*Source excerpt:*
________________________

As we drive away from the escarpment, we see how non-descript this
ascent appears from a distance. We put the GPS coordinates in our
log book for future reference. You never know when you might need to
make an emergency ascent up a sand ramp into the Empty Quarter to get your
minimum daily requirements of sand.
Read a positive eBook today and save a tree.
This isn't hotel California, and you can leave any time you want.
Before we visit the Rock Wall Journal at Hema, we stop at a restaurant out in
the boondocks to get some rice and chicken.
Chicken on a rotisserie is the safest food to eat on planet earth.
You can be starving in an armpit of the world looking for something to
eat, and if you find roti chicken, you have an instant feast. It's
impossible to get sick eating roti chicken. Everywhere I travel in
remote locations, I look for chicken on a rotisserie. I have never
gotten sick from eating it in more than fifty countries. The chicken
is so well done that the meat falls off the bone. Every time I eat
roti chicken, I instantly get a flash back to my Arabian adventures.
A chicken and rice feast is incomplete without Arabic flat bread.
Arabic bread fresh out of the oven is always safe, and the taste and smell
of freshly baked bread is awesome.
With a belly full of chicken and fresh bread, we head south west to an
area called Hema. The desert sand gradually gives way rocky
We choose to camp in a sheltered wadi that offers privacy and
protection just in case the wind comes up. Blowing sand is a hassle in a
campsite, and it's good to have protection from the elements on three
sides. The sandy wadi is dry, and from it's appearance, it's been a
long time since a flash flood threatened this campsite.
We only camp in wadis if there is no sign of rain in the sky.
Flash flooding is a serious threat in the Arabian desert. The rock
above our campsite displays the effects of a million years of flash floods
eroding the rock before spilling in a waterfall down into our campsite.
One of our friends camped in a wadi in western Arabia, and a flash flood
carried away his vehicle never to be seen again. The campers lost
everything and spent three days hiking back to the highway to be rescued.
We were not camping in rainy season, and there was hardly a cloud in the
sky, so the risk of flash floods at our campsite was zero.
After breaking camp, we explore wadis in search of petroglyphs.
There aren't any road signs that tell you where you are or where you can
find petroglyphs. We are on a scavenger hunt. This is an expedition for those who like
driving around in Land Rovers scanning the countryside for panels of
Lots of sandstone covered with desert varnish make this prime
petroglyph country. If we follow the winding desert tracks, we will almost
certainly discover the Rock Wall Journal - the petroglyphs of Hema.
Persistence pays off. I call petroglyphs the Rock Wall Journal. Petroglyphs are a window on the past that tells the story of ancient
people and of things they hold dear. They are a communal journal
embedded in rock just as securely as the ten commandments were written on
tablets of stone at Mount Sinai.
The Rock Wall Journal tells tales of valor and values, and victories and
defeats. They are web pages from the past frozen in time with a
timeless message that reveals how much we are like them.

________________________

*Dataset rows:*
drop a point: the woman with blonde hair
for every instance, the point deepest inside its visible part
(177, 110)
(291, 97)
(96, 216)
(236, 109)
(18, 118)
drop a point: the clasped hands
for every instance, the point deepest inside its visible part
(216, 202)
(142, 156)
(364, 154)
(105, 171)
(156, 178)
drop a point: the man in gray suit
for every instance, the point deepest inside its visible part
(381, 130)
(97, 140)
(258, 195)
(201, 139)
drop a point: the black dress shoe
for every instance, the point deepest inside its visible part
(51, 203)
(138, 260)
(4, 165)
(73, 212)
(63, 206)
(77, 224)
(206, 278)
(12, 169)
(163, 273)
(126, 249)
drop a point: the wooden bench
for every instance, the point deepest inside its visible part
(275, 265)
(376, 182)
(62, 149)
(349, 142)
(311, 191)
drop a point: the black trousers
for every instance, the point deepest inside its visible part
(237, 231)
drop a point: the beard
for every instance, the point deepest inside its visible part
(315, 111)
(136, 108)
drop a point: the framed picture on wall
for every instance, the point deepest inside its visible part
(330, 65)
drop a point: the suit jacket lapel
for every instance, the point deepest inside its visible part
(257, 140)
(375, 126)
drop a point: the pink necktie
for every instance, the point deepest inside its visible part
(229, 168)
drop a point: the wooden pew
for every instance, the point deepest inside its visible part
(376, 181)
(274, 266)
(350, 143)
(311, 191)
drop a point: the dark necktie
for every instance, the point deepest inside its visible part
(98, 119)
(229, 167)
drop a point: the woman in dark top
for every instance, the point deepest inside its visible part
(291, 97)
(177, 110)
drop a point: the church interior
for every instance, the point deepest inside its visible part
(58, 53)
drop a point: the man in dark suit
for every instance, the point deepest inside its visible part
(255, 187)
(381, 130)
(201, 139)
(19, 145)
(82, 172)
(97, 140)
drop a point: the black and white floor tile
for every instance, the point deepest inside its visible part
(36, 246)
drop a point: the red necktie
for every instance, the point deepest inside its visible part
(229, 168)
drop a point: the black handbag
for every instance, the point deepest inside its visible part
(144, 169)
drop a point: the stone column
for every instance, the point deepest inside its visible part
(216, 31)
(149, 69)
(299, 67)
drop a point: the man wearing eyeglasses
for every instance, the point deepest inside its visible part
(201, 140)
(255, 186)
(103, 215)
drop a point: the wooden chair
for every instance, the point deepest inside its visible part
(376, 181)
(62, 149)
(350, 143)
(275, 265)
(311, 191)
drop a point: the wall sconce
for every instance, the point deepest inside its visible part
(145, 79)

________________________

*Requirement:* According to the desert travel excerpt, why do the travelers choose a sheltered wadi for their campsite? Answer in one to three sentences. The lines come from a separate source and are unrelated to the desert travel excerpt.

*Exercise response:* The wadi gives them privacy and protection in case the wind comes up. Blowing sand is a hassle in a campsite, so they want shelter from the elements on three sides.